Re: [PATCH 1/2] KVM: x86: Synthesize at most one PMI per VM-exit

Mingwei Zhang <mizhang@xxxxxxxxxx> · Mon, 25 Sep 2023 12:54:45 -0700



On Fri, Sep 22, 2023 at 2:02 PM Mingwei Zhang <mizhang@xxxxxxxxxx> wrote:
>
> On Fri, Sep 22, 2023, Mingwei Zhang wrote:
> > On Fri, Sep 22, 2023 at 1:34 PM Sean Christopherson <seanjc@xxxxxxxxxx> wrote:
> > >
> > > On Fri, Sep 22, 2023, Mingwei Zhang wrote:
> > > > On Fri, Sep 22, 2023 at 12:21 PM Sean Christopherson <seanjc@xxxxxxxxxx> wrote:
> > > > >
> > > > > On Fri, Sep 22, 2023, Jim Mattson wrote:
> > > > > > On Fri, Sep 22, 2023 at 11:46 AM Sean Christopherson <seanjc@xxxxxxxxxx> wrote:
> > > > > > >
> > > > > > > On Fri, Sep 01, 2023, Jim Mattson wrote:
> > > > > > > > When the irq_work callback, kvm_pmi_trigger_fn(), is invoked during a
> > > > > > > > VM-exit that also invokes __kvm_perf_overflow() as a result of
> > > > > > > > instruction emulation, kvm_pmu_deliver_pmi() will be called twice
> > > > > > > > before the next VM-entry.
> > > > > > > >
> > > > > > > > That shouldn't be a problem. The local APIC is supposed to
> > > > > > > > automatically set the mask flag in LVTPC when it handles a PMI, so the
> > > > > > > > second PMI should be inhibited. However, KVM's local APIC emulation
> > > > > > > > fails to set the mask flag in LVTPC when it handles a PMI, so two PMIs
> > > > > > > > are delivered via the local APIC. In the common case, where LVTPC is
> > > > > > > > configured to deliver an NMI, the first NMI is vectored through the
> > > > > > > > guest IDT, and the second one is held pending. When the NMI handler
> > > > > > > > returns, the second NMI is vectored through the IDT. For Linux guests,
> > > > > > > > this results in the "dazed and confused" spurious NMI message.
> > > > > > > >
> > > > > > > > Though the obvious fix is to set the mask flag in LVTPC when handling
> > > > > > > > a PMI, KVM's logic around synthesizing a PMI is unnecessarily
> > > > > > > > convoluted.
> > > > > > >
> > > > > > > To address Like's question about whether not this is necessary, I think we should
> > > > > > > rephrase this to explicitly state this is a bug irrespective of the whole LVTPC
> > > > > > > masking thing.
● ● ● ● ●
* _Tasks_:
**a)** In the KVM patch thread, why are two PMIs delivered via the local APIC instead of the second one being inhibited? Answer in one to three sentences.
**b)** According to the KVM patch thread, what message do Linux guests show when the second NMI is vectored through the IDT?
**c)** Write the next part of the KVM patch thread, starting after its last line.
● ● ● ● ●
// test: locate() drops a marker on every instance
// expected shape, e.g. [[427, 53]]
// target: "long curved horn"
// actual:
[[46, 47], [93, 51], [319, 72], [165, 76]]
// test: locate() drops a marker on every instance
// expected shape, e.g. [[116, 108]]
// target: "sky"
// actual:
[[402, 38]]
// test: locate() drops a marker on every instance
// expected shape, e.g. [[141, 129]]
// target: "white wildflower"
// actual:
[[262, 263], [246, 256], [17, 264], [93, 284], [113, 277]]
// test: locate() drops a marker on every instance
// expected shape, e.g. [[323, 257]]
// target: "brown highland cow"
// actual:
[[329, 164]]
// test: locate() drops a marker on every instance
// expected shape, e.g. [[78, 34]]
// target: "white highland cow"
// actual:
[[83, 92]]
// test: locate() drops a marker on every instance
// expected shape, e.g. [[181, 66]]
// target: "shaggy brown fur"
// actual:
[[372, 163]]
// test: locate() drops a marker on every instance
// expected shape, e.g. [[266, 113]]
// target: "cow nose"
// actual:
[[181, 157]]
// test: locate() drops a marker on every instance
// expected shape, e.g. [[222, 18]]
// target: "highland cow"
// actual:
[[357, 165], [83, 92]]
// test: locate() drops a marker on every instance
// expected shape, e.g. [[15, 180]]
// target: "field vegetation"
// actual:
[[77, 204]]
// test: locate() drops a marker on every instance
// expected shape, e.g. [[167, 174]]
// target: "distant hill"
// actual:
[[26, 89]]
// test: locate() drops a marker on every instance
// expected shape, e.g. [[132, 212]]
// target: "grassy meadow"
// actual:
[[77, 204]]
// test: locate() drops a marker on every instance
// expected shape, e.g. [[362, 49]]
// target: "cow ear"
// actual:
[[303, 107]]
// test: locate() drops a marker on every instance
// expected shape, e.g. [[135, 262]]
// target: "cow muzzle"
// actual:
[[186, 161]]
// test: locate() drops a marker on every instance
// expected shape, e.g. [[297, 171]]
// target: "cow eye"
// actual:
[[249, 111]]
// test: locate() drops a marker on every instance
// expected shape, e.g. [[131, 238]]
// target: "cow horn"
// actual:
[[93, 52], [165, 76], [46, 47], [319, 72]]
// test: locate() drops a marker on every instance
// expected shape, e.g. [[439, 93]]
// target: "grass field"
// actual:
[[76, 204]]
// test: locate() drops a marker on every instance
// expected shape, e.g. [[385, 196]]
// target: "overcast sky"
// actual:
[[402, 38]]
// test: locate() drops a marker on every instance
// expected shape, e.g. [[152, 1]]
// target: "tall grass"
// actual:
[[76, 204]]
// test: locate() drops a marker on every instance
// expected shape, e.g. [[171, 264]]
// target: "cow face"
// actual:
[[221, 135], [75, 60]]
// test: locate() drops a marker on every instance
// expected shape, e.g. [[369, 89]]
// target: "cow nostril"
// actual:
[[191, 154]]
● ● ● ● ●
* _Responses to the exercise_:
**a)** When the local APIC handles a PMI, it is supposed to set the mask flag in LVTPC automatically, and that flag would inhibit a second PMI. KVM's local APIC emulation does not set the mask flag when it handles a PMI, so both PMIs go through.

**b)** The "dazed and confused" spurious NMI message.

**c)**
> > > > > > >
> > > > > > > And I think it makes sense to swap the order of the two patches.  The LVTPC masking
> > > > > > > fix is a clearcut architectural violation.  This is a bit more of a grey area,
> > > > > > > though still blatantly buggy.
> > > > > >
> > > > > > The reason I ordered the patches as I did is that when this patch
> > > > > > comes first, it actually fixes the problem that was introduced in
> > > > > > commit 9cd803d496e7 ("KVM: x86: Update vPMCs when retiring
> > > > > > instructions"). If this patch comes second, it's less clear that it
> > > > > > fixes a bug, since the other patch renders this one essentially moot.
> > > > >
> > > > > Yeah, but as Like pointed out, the way the changelog is worded just raises the
> > > > > question of why this change is necessary.
> > > > >
> > > > > I think we should tag them both for stable.  They're both bug fixes, regardless
> > > > > of the ordering.
> > > >
> > > > Agree. Both patches are fixing the general potential buggy situation
> > > > of multiple PMI injection on one vm entry: one software level defense
> > > > (forcing the usage of KVM_REQ_PMI) and one hardware level defense
> > > > (preventing PMI injection using mask).
> > > >
> > > > Although neither patch in this series is fixing the root cause of this
> > > > specific double PMI injection bug, I don't see a reason why we cannot
> > > > add a "fixes" tag to them, since we may fix it and create it again.
> > > >
> > > > I am currently working on it and testing my patch. Please give me some
> > > > time, I think I could try sending out one version today. Once that is
> > > > done, I will combine mine with the existing patch and send it out as a
> > > > series.
> > >
> > > Me confused, what patch?  And what does this patch have to do with Jim's series?
> > > Unless I've missed something, Jim's patches are good to go with my nits addressed.
> >
> > Let me step back.
> >
> > We have the following problem when we run perf inside guest:
> >
> > [ 1437.487320] Uhhuh. NMI received for unknown reason 20 on CPU 3.
> > [ 1437.487330] Dazed and confused, but trying to continue
> >
> > This means there are more NMIs that guest PMI could understand. So
> > there are potentially two approaches to solve the problem: 1) fix the
> > PMI injection issue: only one can be injected; 2) fix the code that
> > causes the (incorrect) multiple PMI injection.
> >
> > I am working on the 2nd one. So, the property of the 2nd one is:
> > without patches in 1) (Jim's patches), we could still avoid the above
> > warning messages.
> >
> > Thanks.
> > -Mingwei
>
> This is my draft version. If you don't have full-width counter support, this
> patch needs be placed on top of this one:
> https://lore.kernel.org/all/20230504120042.785651-1-rkagan@xxxxxxxxx/
>
> My initial testing on both QEMU and our GCP testing environment shows no
> "Uhhuh..." dmesg in guest.
>
> Please take a look...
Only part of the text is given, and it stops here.